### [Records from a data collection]
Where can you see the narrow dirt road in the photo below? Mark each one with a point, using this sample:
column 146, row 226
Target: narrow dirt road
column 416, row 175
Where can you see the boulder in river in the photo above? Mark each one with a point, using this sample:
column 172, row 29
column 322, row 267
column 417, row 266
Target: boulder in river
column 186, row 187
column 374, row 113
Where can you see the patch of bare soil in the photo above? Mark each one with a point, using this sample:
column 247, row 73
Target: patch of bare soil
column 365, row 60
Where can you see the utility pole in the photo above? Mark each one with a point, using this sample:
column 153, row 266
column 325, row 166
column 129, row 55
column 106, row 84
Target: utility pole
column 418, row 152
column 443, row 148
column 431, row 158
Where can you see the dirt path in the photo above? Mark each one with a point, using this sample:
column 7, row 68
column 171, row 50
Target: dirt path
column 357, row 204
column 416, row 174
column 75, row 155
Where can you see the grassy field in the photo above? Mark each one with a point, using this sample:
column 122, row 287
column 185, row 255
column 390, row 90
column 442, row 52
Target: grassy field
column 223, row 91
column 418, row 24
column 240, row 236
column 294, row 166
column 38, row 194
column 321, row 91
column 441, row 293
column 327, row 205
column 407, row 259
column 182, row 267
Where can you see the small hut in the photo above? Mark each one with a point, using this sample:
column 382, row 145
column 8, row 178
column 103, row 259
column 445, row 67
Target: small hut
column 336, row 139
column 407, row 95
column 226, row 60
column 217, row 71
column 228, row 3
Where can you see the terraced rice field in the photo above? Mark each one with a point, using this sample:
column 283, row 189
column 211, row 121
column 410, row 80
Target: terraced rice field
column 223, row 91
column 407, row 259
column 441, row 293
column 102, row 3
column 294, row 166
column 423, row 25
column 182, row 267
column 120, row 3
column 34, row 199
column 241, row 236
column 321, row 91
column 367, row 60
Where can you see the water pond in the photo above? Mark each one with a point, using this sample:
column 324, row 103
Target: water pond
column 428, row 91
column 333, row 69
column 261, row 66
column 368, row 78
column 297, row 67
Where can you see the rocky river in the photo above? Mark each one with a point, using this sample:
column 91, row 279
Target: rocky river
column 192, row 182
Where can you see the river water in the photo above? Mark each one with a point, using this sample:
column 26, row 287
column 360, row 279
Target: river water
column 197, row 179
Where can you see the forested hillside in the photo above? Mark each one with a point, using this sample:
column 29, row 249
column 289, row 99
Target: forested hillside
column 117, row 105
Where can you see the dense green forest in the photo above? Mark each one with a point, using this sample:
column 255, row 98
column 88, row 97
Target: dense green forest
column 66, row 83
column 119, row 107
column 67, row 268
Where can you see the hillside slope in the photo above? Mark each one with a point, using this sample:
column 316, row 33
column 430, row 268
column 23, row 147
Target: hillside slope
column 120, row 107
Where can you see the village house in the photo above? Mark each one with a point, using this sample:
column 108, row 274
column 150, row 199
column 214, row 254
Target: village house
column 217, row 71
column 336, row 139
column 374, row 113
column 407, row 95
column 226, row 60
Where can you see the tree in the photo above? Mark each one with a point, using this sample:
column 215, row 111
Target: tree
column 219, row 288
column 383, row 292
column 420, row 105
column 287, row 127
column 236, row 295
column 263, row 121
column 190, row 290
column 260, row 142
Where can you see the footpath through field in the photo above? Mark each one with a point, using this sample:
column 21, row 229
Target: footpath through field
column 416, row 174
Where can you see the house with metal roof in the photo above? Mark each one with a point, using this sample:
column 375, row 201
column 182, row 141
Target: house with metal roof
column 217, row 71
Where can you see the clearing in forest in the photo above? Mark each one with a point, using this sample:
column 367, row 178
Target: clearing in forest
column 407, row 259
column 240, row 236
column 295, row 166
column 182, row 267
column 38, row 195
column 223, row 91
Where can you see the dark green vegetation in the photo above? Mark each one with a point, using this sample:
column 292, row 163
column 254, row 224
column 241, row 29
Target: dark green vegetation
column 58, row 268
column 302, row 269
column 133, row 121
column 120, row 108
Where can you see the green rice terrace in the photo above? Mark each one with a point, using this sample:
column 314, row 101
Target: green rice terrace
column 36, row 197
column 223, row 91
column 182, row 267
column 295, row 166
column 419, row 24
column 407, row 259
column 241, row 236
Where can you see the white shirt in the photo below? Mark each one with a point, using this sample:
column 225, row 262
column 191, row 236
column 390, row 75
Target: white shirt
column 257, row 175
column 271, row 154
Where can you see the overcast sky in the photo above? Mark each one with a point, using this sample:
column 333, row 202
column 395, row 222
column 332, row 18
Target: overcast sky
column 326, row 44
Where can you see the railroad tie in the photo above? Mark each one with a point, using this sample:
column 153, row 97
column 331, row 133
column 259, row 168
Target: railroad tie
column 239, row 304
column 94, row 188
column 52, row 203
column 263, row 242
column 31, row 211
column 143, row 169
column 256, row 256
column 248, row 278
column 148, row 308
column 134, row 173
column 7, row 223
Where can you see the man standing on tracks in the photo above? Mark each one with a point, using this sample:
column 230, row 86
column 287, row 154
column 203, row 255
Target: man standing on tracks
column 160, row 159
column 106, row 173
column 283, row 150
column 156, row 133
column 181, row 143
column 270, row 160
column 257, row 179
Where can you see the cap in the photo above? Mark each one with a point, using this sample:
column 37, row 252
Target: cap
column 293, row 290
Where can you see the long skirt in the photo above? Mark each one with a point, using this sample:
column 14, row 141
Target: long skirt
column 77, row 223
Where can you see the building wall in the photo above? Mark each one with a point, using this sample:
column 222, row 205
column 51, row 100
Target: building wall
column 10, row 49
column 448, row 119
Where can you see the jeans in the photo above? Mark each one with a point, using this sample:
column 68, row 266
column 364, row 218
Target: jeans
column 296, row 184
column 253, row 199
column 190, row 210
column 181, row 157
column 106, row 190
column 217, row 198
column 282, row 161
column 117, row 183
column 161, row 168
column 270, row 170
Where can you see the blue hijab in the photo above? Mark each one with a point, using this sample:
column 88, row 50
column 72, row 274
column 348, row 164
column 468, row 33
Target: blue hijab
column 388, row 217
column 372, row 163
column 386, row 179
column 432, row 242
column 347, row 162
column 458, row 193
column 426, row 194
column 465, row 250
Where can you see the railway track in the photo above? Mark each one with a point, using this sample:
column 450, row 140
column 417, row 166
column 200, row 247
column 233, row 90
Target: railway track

### [Exercise objective]
Write out the records above exactly, from the opening line to the line with "column 445, row 67", including both, with nothing added.

### [Written response]
Where can you see the narrow dirt road in the photo below? Mark each one with a point, using this sample:
column 146, row 226
Target: narrow dirt road
column 416, row 175
Where can you see the boulder in river in the photo above? Mark each one with a point, using this sample:
column 172, row 29
column 322, row 267
column 417, row 266
Target: boulder in river
column 186, row 187
column 374, row 113
Where can you see the patch of bare soil in the photo above? Mark each one with a point, using this sample:
column 247, row 73
Target: patch of bare soil
column 365, row 60
Where can you see the utility pole in the photo above? Mark each one with a point, using this sample:
column 153, row 266
column 325, row 166
column 129, row 55
column 106, row 84
Target: utility pole
column 418, row 152
column 443, row 148
column 431, row 158
Where can you see the dirt path in the photo above? Mark each one with a point, using this sample:
column 7, row 68
column 171, row 50
Target: dirt path
column 357, row 204
column 416, row 174
column 75, row 155
Where can you see the grassy field in the photo above? Mark each one with a point, using this sample:
column 122, row 287
column 185, row 255
column 390, row 90
column 442, row 52
Target: grassy field
column 223, row 91
column 418, row 24
column 240, row 236
column 294, row 166
column 38, row 194
column 321, row 91
column 441, row 293
column 327, row 205
column 407, row 259
column 182, row 267
Where can you see the small hut in the photo above? Mark each one with a point, using this sample:
column 382, row 145
column 8, row 178
column 103, row 259
column 445, row 67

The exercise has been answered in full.